▸ SOURCE MATERIAL
- - - - - - -
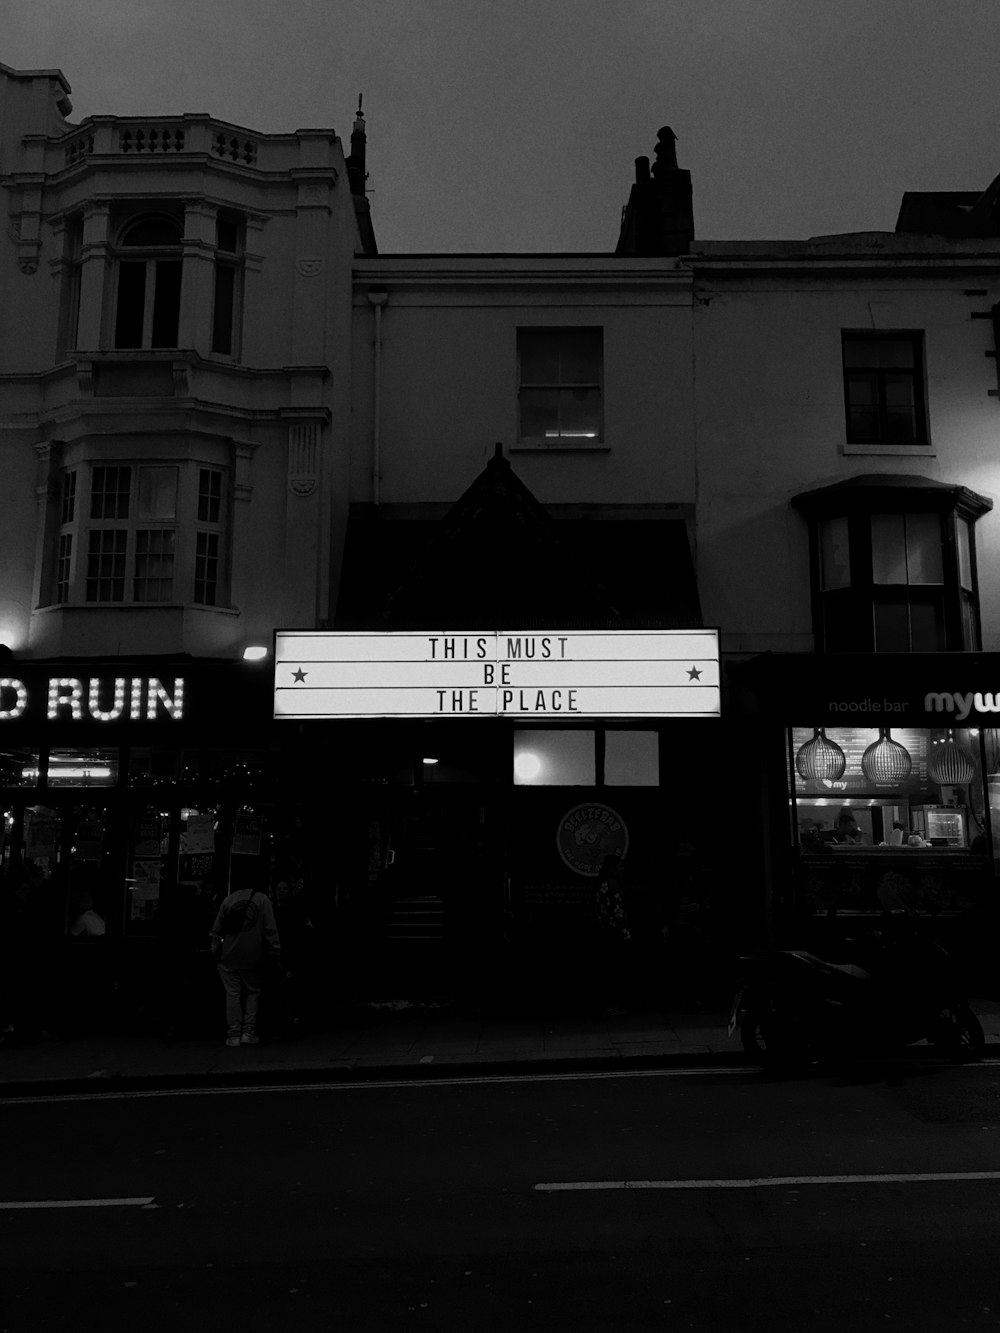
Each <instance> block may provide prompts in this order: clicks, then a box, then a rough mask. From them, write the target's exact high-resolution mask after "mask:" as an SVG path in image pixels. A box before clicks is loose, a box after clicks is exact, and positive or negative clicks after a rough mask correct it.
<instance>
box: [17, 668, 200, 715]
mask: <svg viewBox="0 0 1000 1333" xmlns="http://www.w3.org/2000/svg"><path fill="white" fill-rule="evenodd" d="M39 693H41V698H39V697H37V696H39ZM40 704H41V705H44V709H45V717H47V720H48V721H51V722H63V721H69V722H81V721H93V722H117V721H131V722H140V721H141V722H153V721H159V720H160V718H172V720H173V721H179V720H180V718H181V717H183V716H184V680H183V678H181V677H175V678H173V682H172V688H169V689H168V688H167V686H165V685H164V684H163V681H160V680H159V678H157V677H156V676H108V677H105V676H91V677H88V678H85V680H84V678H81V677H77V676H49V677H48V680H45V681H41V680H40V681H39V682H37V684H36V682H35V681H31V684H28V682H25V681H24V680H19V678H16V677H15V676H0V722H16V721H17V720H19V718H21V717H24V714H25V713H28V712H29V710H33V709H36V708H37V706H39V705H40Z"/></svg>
- - - - - - -
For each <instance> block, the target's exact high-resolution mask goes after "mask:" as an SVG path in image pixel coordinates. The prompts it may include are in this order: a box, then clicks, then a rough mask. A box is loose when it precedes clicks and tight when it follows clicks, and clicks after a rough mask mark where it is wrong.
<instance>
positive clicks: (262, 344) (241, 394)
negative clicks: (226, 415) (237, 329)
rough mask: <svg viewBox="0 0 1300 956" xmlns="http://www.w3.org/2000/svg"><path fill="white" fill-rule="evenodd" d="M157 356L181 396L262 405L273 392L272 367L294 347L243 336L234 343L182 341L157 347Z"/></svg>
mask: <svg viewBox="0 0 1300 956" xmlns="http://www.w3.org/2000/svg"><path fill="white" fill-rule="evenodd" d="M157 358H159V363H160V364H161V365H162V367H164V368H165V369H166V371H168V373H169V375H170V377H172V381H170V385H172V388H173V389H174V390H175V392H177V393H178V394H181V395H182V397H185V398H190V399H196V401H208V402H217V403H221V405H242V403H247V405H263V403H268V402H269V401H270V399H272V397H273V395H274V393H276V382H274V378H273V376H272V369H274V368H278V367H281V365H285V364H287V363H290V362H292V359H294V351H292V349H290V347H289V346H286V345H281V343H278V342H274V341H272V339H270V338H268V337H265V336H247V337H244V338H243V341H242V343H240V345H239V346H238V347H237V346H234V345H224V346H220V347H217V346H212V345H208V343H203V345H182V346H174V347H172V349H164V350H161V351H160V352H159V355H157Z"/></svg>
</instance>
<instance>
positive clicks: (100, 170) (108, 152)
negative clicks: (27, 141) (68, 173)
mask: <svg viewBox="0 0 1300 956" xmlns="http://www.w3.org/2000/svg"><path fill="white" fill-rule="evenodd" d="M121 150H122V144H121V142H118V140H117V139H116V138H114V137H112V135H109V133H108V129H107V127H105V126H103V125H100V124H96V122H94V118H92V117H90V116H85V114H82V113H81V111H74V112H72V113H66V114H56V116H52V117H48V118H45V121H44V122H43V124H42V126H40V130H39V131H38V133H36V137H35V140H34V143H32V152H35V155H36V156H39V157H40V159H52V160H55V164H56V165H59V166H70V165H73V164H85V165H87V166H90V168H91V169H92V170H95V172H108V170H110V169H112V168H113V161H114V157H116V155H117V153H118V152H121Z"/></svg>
- - - - - - -
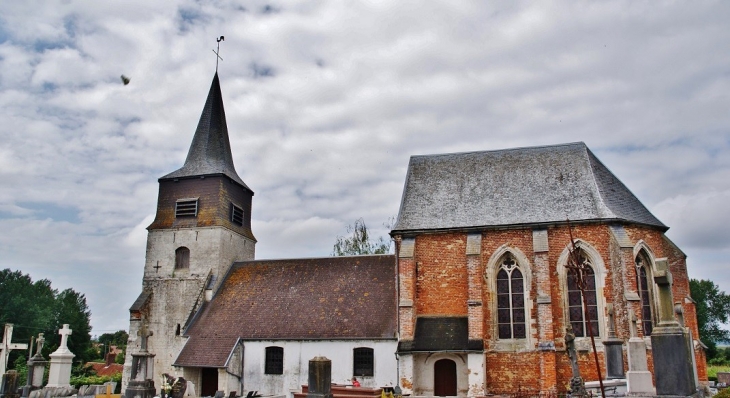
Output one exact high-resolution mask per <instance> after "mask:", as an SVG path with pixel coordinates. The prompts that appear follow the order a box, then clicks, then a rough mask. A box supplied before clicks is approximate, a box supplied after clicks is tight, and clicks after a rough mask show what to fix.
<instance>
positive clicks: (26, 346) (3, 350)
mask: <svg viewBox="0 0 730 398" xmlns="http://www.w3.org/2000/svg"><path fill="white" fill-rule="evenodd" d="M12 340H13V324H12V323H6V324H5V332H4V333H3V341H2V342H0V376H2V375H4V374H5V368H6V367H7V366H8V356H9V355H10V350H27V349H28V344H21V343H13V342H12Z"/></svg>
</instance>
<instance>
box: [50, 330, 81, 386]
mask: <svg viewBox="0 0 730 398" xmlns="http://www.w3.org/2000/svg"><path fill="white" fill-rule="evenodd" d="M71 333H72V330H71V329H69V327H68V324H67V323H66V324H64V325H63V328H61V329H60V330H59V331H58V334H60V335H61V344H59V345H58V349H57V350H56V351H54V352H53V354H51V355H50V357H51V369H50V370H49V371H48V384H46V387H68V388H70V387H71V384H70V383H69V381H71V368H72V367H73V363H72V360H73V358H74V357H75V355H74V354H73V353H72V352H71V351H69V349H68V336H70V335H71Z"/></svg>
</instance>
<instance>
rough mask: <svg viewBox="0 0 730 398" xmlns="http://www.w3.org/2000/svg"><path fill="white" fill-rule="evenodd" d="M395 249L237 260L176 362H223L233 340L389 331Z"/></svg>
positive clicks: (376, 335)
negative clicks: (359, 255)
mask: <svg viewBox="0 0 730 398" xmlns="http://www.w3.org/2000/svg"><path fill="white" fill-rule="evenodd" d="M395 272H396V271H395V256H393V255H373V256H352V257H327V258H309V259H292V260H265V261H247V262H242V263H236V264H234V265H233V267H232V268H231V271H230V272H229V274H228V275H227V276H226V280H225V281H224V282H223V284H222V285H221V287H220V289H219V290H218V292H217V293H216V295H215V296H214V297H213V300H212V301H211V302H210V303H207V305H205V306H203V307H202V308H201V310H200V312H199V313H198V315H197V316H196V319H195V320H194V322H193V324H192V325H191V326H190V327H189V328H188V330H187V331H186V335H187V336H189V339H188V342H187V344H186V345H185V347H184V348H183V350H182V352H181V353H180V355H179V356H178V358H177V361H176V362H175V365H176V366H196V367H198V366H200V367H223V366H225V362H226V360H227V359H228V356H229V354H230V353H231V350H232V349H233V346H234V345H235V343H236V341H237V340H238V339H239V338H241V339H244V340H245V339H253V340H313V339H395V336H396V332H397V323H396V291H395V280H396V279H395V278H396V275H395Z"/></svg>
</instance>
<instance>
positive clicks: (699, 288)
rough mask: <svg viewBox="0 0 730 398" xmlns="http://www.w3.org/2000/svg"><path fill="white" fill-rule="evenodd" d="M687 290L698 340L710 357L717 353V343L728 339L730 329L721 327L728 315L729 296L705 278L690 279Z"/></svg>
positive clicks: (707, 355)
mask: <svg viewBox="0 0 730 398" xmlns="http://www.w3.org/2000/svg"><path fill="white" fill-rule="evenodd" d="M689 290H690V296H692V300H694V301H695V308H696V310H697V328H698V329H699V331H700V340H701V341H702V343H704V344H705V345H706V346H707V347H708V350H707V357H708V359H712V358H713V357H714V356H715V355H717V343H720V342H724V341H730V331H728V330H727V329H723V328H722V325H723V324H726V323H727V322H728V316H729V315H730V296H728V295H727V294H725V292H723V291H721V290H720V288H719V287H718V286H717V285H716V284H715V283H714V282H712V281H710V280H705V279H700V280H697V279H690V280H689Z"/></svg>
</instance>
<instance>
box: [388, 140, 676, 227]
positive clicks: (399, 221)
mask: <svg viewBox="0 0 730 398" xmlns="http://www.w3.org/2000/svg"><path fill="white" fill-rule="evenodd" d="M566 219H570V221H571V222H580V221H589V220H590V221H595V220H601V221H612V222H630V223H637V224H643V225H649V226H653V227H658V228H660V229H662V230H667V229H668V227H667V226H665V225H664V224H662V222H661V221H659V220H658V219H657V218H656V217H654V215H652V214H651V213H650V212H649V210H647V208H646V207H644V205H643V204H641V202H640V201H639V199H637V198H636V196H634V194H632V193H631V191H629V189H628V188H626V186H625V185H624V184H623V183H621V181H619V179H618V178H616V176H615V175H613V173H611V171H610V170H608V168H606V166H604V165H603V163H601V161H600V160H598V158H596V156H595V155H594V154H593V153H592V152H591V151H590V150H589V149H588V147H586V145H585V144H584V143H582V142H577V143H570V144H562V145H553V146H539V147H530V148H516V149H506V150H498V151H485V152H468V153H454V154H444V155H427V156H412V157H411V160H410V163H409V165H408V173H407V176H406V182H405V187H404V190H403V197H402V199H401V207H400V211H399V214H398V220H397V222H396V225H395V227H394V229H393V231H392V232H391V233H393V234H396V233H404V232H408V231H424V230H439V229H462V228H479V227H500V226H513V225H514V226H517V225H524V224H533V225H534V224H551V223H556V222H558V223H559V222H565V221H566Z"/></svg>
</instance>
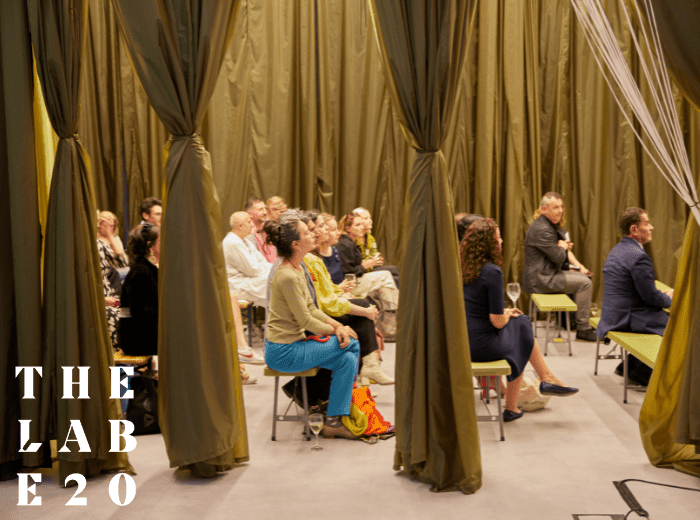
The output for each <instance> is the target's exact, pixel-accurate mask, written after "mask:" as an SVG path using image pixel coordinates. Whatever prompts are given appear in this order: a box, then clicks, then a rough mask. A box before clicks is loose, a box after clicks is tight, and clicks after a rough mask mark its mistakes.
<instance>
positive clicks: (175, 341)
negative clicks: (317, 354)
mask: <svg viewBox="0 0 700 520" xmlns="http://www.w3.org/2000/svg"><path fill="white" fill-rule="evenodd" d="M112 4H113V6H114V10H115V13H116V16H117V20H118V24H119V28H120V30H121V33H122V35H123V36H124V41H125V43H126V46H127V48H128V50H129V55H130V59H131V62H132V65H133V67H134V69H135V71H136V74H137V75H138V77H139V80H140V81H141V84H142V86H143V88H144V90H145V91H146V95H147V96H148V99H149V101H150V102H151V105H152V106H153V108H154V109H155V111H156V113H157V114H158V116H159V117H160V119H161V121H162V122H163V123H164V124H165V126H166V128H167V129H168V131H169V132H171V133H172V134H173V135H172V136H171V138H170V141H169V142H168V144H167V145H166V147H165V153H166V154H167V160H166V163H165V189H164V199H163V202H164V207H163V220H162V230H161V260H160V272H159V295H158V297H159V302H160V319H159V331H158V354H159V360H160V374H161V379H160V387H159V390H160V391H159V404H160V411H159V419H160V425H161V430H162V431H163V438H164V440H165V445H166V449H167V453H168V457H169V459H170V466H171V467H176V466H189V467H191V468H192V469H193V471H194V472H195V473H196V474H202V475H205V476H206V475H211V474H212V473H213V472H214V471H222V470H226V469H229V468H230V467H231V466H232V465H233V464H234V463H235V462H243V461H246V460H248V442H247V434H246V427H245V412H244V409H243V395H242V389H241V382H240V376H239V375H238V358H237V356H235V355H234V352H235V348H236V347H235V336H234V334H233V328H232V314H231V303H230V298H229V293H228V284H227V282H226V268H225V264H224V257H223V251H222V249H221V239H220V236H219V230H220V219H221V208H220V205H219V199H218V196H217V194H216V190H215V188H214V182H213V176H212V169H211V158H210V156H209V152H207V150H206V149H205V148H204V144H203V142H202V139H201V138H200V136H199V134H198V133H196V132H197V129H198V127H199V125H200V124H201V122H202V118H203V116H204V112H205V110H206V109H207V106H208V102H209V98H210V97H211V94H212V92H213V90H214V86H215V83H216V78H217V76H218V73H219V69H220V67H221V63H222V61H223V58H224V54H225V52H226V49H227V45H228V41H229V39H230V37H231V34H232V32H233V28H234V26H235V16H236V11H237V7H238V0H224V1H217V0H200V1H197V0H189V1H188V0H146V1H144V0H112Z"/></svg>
- - - - - - -
▸ WORK TO BE COMPLETED
Collect every line of the material above that contains the string "positive", and list them.

▸ EXERCISE RESPONSE
Each <instance> block may provide prompts in this order: clicks, then a box, then a rough mask. From them, write the target's exact high-resolution mask after "mask:" as an SVG path in image pixels. A box before clicks is loose, a box after clicks is exact, and positive or negative clicks after a rough mask correct it.
positive clicks: (262, 344) (241, 394)
positive clicks: (100, 170) (108, 152)
positive clicks: (26, 346) (3, 350)
positive clicks: (376, 335)
positive clicks: (699, 288)
positive clicks: (707, 355)
positive clicks: (399, 221)
positive clicks: (175, 341)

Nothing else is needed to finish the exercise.